_Exercise set_.
a: In two sentences, what does the text on last-layer extraction say?
b: Write what follows the last line of the text on last-layer extraction.

_Text provided_.
============
Remove full logit access. Returning only the argmax label, or a small number of top probabilities with reduced precision, removes the rank information that SVD exploits. This is the most effective defense but also the most disruptive to downstream use cases that depend on calibrated probabilities.

Accept the loss and harden what remains. The identifiability-wall result gives this strategy a formal basis. If the last layer is treatable as compromised, the security boundary shifts to protecting the transformer body. That means defending against side-channel access, weight exfiltration, and training-data extraction, which are different threat models with different mitigations.

The geometry paper’s contribution is not a new attack. It is a proof of where the boundary of extractable information sits, and why that boundary is rigid. For API providers, the practical implication is blunt: if you expose full logits or high-precision logprobs, assume the unembedding layer is known to any determined adversary. And for everyone wondering whether the same attack can climb deeper into the model, the answer is provably no, at least through this vector.

Frequently Asked Questions

Does the extraction still work if the API returns only top-k logprobs instead of the full vocabulary?

The SVD step requires a matrix whose columns span the full output dimension. A top-k truncated response gives the attacker a matrix that does not span the projection column space, preventing rank recovery. The 2023 ACM Computing Surveys categorization separates “labels only” attacks from “full probabilities” attacks; this extraction falls firmly in the latter. However, APIs that withhold logprobs entirely remain vulnerable to model distillation, where an adversary trains a functional replica from input-output text pairs without ever recovering exact weights.

How does last-layer extraction differ from model distillation as a theft strategy?

Distillation trains a separate architecture on the target model’s outputs, producing a functional clone whose fidelity depends on query budget and architecture choice. It works even when the API returns only generated text, no logprobs required. The geometric extraction, by contrast, recovers the exact projection matrix up to a rotation of the deployed model, but stops cold at the identifiability wall. For an adversary, distillation is broader but approximate; last-layer extraction is narrow but exact.

What happens to extraction accuracy when providers add noise to logprobs?
============
_Natural language region descriptions_.
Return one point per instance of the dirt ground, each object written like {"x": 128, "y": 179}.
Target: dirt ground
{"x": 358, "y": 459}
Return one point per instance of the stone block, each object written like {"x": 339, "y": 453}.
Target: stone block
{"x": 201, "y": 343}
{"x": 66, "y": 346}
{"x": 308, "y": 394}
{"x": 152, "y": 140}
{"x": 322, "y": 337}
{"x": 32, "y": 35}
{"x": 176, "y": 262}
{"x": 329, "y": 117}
============
_Answers per task_.
a: The text on last-layer extraction weighs two defenses: removing full logit access, which is the most effective but most disruptive, and accepting the loss of the last layer while hardening the transformer body. It warns that providers exposing full logits or high-precision logprobs should assume the unembedding layer is known, notes that the attack provably cannot climb deeper through this vector, and contrasts this narrow but exact extraction with distillation, which is broader but approximate and works even without logprobs.

b:
The SVD rank-recovery step depends on a clean spectrum gap (the 14-order-of-magnitude drop reported for h=64). Noise that exceeds the storage format’s rounding error degrades that gap, forcing the attacker to issue far more queries to separate signal from noise. But the precision-detection result shows that even BF16 rounding does not mask a model’s floating-point signature; 20 logprobs still distinguish FP32 from BF16 from FP8. The defense that raises the noise floor high enough to disrupt SVD is also the one that most degrades calibrated probability outputs for downstream tasks.

Can the identifiability wall be bypassed by combining logit extraction with another attack vector?

The wall is proven for the black-box, outputs-only observation map. If an adversary gains gradient access through a fine-tuning API, the threat model changes entirely and deeper layers become recoverable. Side-channel attacks exploiting timing, memory access patterns, or power consumption can also extract weight information from any layer, unconstrained by the identifiability boundary. Providers that expose both logprobs and fine-tuning endpoints present a wider attack surface than those offering text generation alone.

How many API queries does the SVD step require at minimum?

The decomposition needs enough query response vectors to populate a matrix whose column rank equals the hidden dimension h. At minimum, h linearly independent responses are required, and in practice several multiples of h are needed to produce a clean spectrum gap. For h=1024 (OpenAI’s Ada), this means low thousands of queries. For h=4096 (estimated for gpt-3.5-turbo), the query count scales proportionally, consistent with Carlini et al.’s under-$2,000 cost estimate at 2024 API pricing. The query cost is linear in h, not exponential, which is what makes the attack affordable.